Rich Hickey talked about ways to avoid complexity in programming. One of the the approaches he emphasized was to utilize polymorphism à la carte, which is a reference to a Clojure feature called protocols designed to address the expression problem. He compared this technique to type classes, as a similar feature found in other languages.

Type classes was initially introduced in Haskell and has later been adopted by Scala in the form of implicit parameters. Presumably users of those languages will be exposed to the benefits they bring in some form or other and traced it to this construct. Those who are stuck with a less capable language, like C#, run a slightly lower chance of running in to them and realize what they are though.

This is my attempt to illustrate the concept of type classes for you, and how, to the extent possible in C#, they can be used in day to day design of programs.

The Expressed Problem

Let us first of all start with an interesting problem to serve as our guide. Lets take something straight forward like: Implement a sum-operation, it should take collection of values and return the result of adding them all together.

$$f(S) = \displaystyle\sum_{x \in S} x$$

The monomorphic approach

We could try to implement this by simple case analysis like so:

public static object Sum(this IEnumerable vals, object zero) {
    if (zero is int) {
        int sum = (int)zero;
        foreach (int i in (IEnumerable<int>)vals)
            sum += i;
        return sum;
    }
    throw new NotImplementedException();
}

One major problem with this approach is that we have to edit and recompile this code each time someone would like to support another case for an addable type. Which is precisely what the expression problem is all about.

It also suffers from lack of type safety. Invoking this code will compile even if the type we are trying to sum isn't supported.

Ad-hoc polymorphism

When the case analysis only dispatches on type we can simply use overloading to implement the different cases, so called ad-hoc polymorphism.

public static int Sum(this IEnumerable<int> ints) {
    var sum = 0;
    foreach (var i in ints)
        sum += i;
    return sum;
}

public static string Sum(this IEnumerable<string> strings) {
    var sum = string.Empty;
    foreach (var s in strings)
        sum += s;
    return sum;
}

Now anyone can add cases by simply implementing Sum for their type. As a nice side-effect we can also let the implementation dictate the zero case.

::::::::::

## WRITTEN PROBLEM 1
In the text on type classes above, which language first introduced type classes?
## WRITTEN PROBLEM 2
Reproduce the text on type classes word for word, from "This is my attempt" to "them all together.".
## WRITTEN PROBLEM 3
Pick up the text on type classes after its last sentence and continue writing it.

::::::::::

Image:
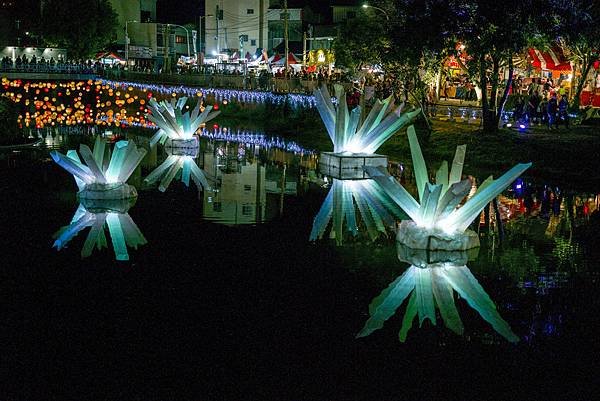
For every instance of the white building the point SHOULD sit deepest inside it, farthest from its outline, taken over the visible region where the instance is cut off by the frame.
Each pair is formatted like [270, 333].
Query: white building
[235, 25]
[132, 10]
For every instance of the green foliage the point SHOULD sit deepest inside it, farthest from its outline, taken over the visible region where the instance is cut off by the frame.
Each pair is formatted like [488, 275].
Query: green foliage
[83, 27]
[361, 41]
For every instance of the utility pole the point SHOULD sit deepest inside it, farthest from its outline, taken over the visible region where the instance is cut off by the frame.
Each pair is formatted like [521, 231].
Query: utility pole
[304, 51]
[167, 56]
[218, 39]
[285, 33]
[261, 22]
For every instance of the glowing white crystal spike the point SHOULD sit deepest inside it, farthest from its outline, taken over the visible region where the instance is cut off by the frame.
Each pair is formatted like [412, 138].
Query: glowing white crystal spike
[340, 206]
[74, 167]
[101, 178]
[89, 159]
[120, 153]
[431, 286]
[170, 168]
[345, 129]
[173, 122]
[439, 212]
[98, 215]
[461, 218]
[72, 154]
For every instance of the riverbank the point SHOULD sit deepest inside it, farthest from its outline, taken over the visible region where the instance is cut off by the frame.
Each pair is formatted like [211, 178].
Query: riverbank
[564, 158]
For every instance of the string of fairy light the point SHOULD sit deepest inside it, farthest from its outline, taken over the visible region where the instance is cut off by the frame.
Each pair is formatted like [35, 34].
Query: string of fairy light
[113, 103]
[117, 104]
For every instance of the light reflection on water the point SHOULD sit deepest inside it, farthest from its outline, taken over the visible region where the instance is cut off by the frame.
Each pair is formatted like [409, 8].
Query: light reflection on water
[542, 246]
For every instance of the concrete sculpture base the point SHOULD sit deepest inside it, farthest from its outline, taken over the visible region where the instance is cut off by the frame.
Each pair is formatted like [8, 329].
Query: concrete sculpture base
[97, 191]
[424, 258]
[349, 165]
[183, 147]
[416, 237]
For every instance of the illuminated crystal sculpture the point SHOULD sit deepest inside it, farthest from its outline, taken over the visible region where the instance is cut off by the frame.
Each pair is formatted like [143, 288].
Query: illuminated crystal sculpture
[354, 141]
[103, 176]
[98, 214]
[432, 279]
[438, 222]
[340, 205]
[179, 163]
[175, 125]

::::::::::

## EXPECTED OUTPUT 1
Haskell.

## EXPECTED OUTPUT 2
This is my attempt to illustrate the concept of type classes for you, and how, to the extent possible in C#, they can be used in day to day design of programs.

The Expressed Problem

Let us first of all start with an interesting problem to serve as our guide. Lets take something straight forward like: Implement a sum-operation, it should take collection of values and return the result of adding them all together.

## EXPECTED OUTPUT 3
However, as you can see, the code is basically copied for each type. As good programmers our instinct is to generalize the algorithm for all supported types to remove this blatant violation of the DRY principle. One problem we must overcome first is that our add-operation is just as ad-hoc as our sum-operation.

Subtype polymorphism

Lets apply the standard OOP-solution, subtype polymorphism, to fix this:

public interface Addable
{
    Addable Add(Addable addend);
}

// To support the empty case we have to ask the caller to supply the zero value.
public static Addable Sum(this IEnumerable<Addable> summables, Addable zero) {
    var sum = zero;
    foreach (var s in summables)
        sum = sum.Add(s);
    return sum;
}

Adding cases is still possible by simply implementing Addable. Unfortunately we can't actually do this for types we can't control, like int and string. Which is the other side of the expression problem.

Unfortunately we are also now back not knowing what to do with the zero-case.

This particular implementation also suffers from a type safety issue where each Add-implementation must check for compatible types at run-time.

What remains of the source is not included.